%%

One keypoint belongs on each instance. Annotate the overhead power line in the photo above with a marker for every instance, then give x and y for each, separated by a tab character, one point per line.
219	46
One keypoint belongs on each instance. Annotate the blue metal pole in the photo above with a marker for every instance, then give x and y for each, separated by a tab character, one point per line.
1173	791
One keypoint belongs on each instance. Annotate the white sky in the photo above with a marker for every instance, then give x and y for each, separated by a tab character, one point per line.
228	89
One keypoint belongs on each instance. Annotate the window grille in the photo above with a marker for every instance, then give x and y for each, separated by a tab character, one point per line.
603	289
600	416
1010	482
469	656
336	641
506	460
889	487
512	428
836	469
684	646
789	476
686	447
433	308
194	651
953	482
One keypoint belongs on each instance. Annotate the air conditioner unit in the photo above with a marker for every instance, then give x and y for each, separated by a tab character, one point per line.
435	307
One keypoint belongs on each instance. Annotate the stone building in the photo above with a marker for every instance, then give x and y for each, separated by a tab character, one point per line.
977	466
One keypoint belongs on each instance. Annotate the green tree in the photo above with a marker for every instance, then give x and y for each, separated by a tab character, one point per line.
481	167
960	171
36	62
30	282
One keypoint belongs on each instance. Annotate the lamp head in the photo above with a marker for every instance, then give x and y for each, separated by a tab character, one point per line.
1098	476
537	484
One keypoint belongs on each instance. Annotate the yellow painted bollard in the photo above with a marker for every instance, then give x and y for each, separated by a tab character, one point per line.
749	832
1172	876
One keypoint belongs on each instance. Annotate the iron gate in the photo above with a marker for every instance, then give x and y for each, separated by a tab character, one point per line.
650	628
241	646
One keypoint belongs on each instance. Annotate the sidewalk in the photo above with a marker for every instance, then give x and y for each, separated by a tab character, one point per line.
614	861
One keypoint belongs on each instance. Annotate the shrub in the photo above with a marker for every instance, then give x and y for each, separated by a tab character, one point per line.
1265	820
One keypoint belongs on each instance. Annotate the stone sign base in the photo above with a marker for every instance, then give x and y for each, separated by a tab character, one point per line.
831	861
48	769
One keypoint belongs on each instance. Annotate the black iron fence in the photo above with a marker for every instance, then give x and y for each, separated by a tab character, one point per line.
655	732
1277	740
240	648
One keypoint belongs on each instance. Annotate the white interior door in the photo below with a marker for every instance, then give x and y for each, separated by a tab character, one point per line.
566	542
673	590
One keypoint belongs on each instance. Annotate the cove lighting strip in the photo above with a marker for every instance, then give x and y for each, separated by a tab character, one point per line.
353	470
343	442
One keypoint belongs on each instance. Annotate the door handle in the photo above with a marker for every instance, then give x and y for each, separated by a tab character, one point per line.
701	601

%%

EXERCISE GOAL:
The full listing needs to be transcribed exactly.

RESULT OF THIS TASK:
One keypoint belongs on each instance. Annotate the overhead power line in the photo above with a marker for every instance, then give x and y for each, separated by a tab character, one point per line.
219	46
One keypoint belongs on each instance. Annotate the blue metal pole in the photo above with a marker for every instance, then give x and y for each, separated by a tab character, one point per line.
1173	791
One keypoint belongs on each instance. Annotate the white sky in the photo above with a marker for every instance, then give x and y for each, separated by a tab character, one point per line.
228	89
One keypoint belongs on each instance. Annotate the window grille in the photo above with a marker for every instance, then give x and y for each, separated by a tab character, one point per line.
603	289
600	416
1010	482
469	656
336	641
506	460
889	487
512	428
836	469
684	646
789	476
686	447
433	308
194	651
953	482
One keypoint belongs on each instance. Annotate the air conditioner unit in the photo above with a marker for every instance, then give x and y for each, separated by a tab character, one point per line.
435	307
One keypoint belongs on each instance. Annotate the stone building in the photo above with a marker for every instance, then give x and y for each, separated by a tab character, one point per line.
977	466
One keypoint belongs on each instance. Annotate the green tree in the photo above with a marker for every instance, then give x and y for each, separated by a tab character, one point per line.
481	167
960	171
36	62
30	282
One keypoint belongs on each instance. Annotate the lamp head in the photo above with a marker for every instance, then give x and y for each, separated by a tab character, one point per line.
1098	476
537	484
One keypoint belongs on each instance. Annotate the yellow painted bollard in the photo above with a marker for every instance, then give x and y for each, separated by a tab character, one point per line.
749	832
1172	876
One keypoint belongs on each instance. Annotate the iron gate in the photo above with a marker for every instance, then give x and y for each, separated by a tab character, one point per line.
650	628
241	646
One keypoint belongs on each instance. Annotate the sidewalk in the photo above with a marker for every instance, then give x and y for each, separated by a tab character, one point per line.
614	861
One keypoint belongs on each instance. Annotate the shrub in the photo above with a marker for every instance, then give x and y for each, separated by a tab character, one point per line.
1265	820
One keypoint belongs on each instance. Annotate the stone sign base in the photo above with a marker for every instance, then give x and y for each, separated by a tab character, one point per line.
831	861
48	769
One keypoint belongs on each instance. Annotate the black iron fence in the photo above with a marker for every instance, then give x and y for each, separated by a tab character, one point per line.
655	732
1277	740
240	648
One keypoint belongs on each instance. Annotate the white interior door in the photo below with a marker for every instance, then give x and y for each, separated by a tab character, one point per line.
566	542
673	590
One keypoint belongs on each instance. Annotate the cove lighting strip in the photo above with a marker for every instance, then give x and y for each, separated by a tab character, one point per line.
353	470
343	442
One keypoint belongs on each instance. Annotate the door handle in the photo above with a marker for every instance, then give x and y for each, separated by a tab character, one point per line.
701	601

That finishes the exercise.